Chemistry and optical sensing combo boosts food safety

Researchers from the Institute of Solid State Physics at the Hefei Institutes of Physical Science, Chinese Academy of Sciences, recently developed a fluorescence optical sensing platform for imaging and detecting gallic acid (GA) in teas and fruit juice. It enables more efficient and accurate food safety monitoring and quality control systems (see video).

“Gallic acid has not only strong anti-mutagenic, anti-carcinogenic, and antioxidant activity, but also is an important index to evaluate the antioxidant capacity of food,” says researcher Dr. Changlong Jiang, a professor at the Hefei Institutes. He worked alongside researcher Fan Yang, a doctoral student at the Institute of Solid State Physics Institute, as well as Lei Pan, first author of the study, and several others. GA is commonly found in various types of tea.

The researchers’ sensing platform combines ultraviolet (UV) light and a nonfluorescent porous quartz plate. It was designed using coordination polymerization—the process of reacting monomer molecules together in a chemical reaction to form chains or 3D networks—of europium ion (Eu³⁺) and 3,5-dicarboxyphenylboronic acid (BBDC) to construct a multi-emitting europium metal-organic fluorophore framework (Eu-MOF) with fluorescent sensing probes under single-wavelength excitation for rapid visual detection of GA.

The chemical element europium is a soft metal often used in the printing of Euro banknotes because of its luminescent properties under UV light. Dicarboxyphenylboronic acid is a biochemical used in proteomics (proteins) research.

The multi-emission Eu-MOF exhibits a variety of noteworthy luminescence properties, according to Jiang, “due to their rich emission sources of metal ions, ligands, and guest molecules. And they exhibit excellent performance in rapid detection and biological imaging.” This is an advantage over existing biological sensing systems, which have some limitations relating to sensitivity and stability, time constraints in the detection process, and cost.

“It’s not easy for the human eye to distinguish subtle color changes,” Jiang says, noting that a smartphone app and its digitization of the RGB value information allowed the researchers to overcome this challenge and detect GA in the samples. The RGB ratio (red/blue) and the GA allows the researchers to calculate the concentration of GA.

“When the concentration of GA increases,” Jiang adds, “the Eu-MOF probes exhibit a continuous color change from red to blue under an excitation at 270 nm.”

They also explored the effects of different ligands (ions or molecules that bind to a central metal atom) and synthesis conditions on the structure and properties of luminescent MOFs, as well as the relationship between the luminescence, sensing mechanisms, morphology, internal material composition, and properties of MOFs, “to explore the intrinsic relationship between materials and luminescent properties,” Jiang says. “Synthesizing such MOFs and their composites, which can respond by color during the sensing process and be used in the multi-scene and multi-path detection environment, thereby improves the superiority of the sensing method.”

The researchers’ next steps will involve synthesizing white-light MOFs and MOF gels in the new system of metal framework optical sensing. They will also apply fluorescence spectroscopy analysis technology to the design and research of monochromatic-light MOFs under single-wavelength excitation.

“It is important to develop efficient preparation methods for visualization, patterning, and device-based luminescent MOFs,” Jiang says. “And we can promote the application of luminescent MOF devices and their sensing platforms in visual detection, food quality control, and biological anticounterfeiting.”

Dataset section
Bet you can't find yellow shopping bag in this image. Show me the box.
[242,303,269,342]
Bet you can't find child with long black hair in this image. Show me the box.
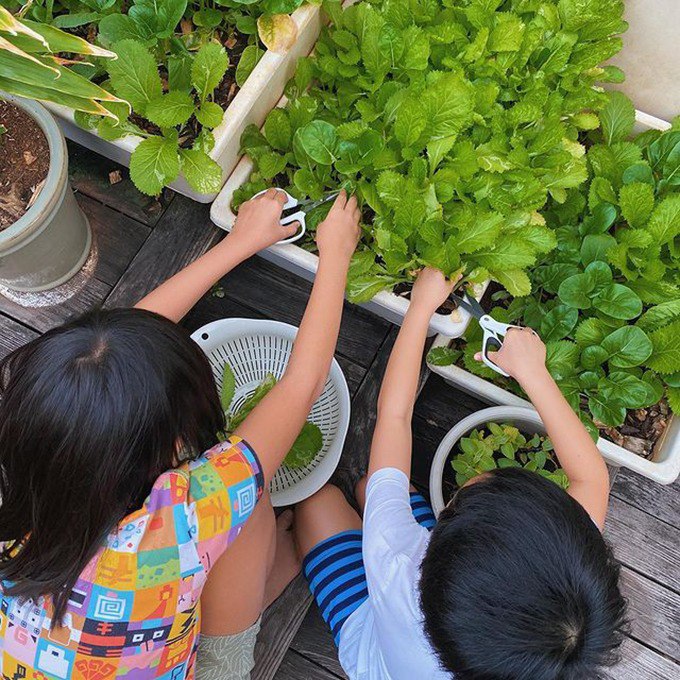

What you are asked to do
Copy out the stretch of the gallic acid sensing article from "The researchers’ next" through "under single-wavelength excitation.", word for word.

Exercise output
The researchers’ next steps will involve synthesizing white-light MOFs and MOF gels in the new system of metal framework optical sensing. They will also apply fluorescence spectroscopy analysis technology to the design and research of monochromatic-light MOFs under single-wavelength excitation.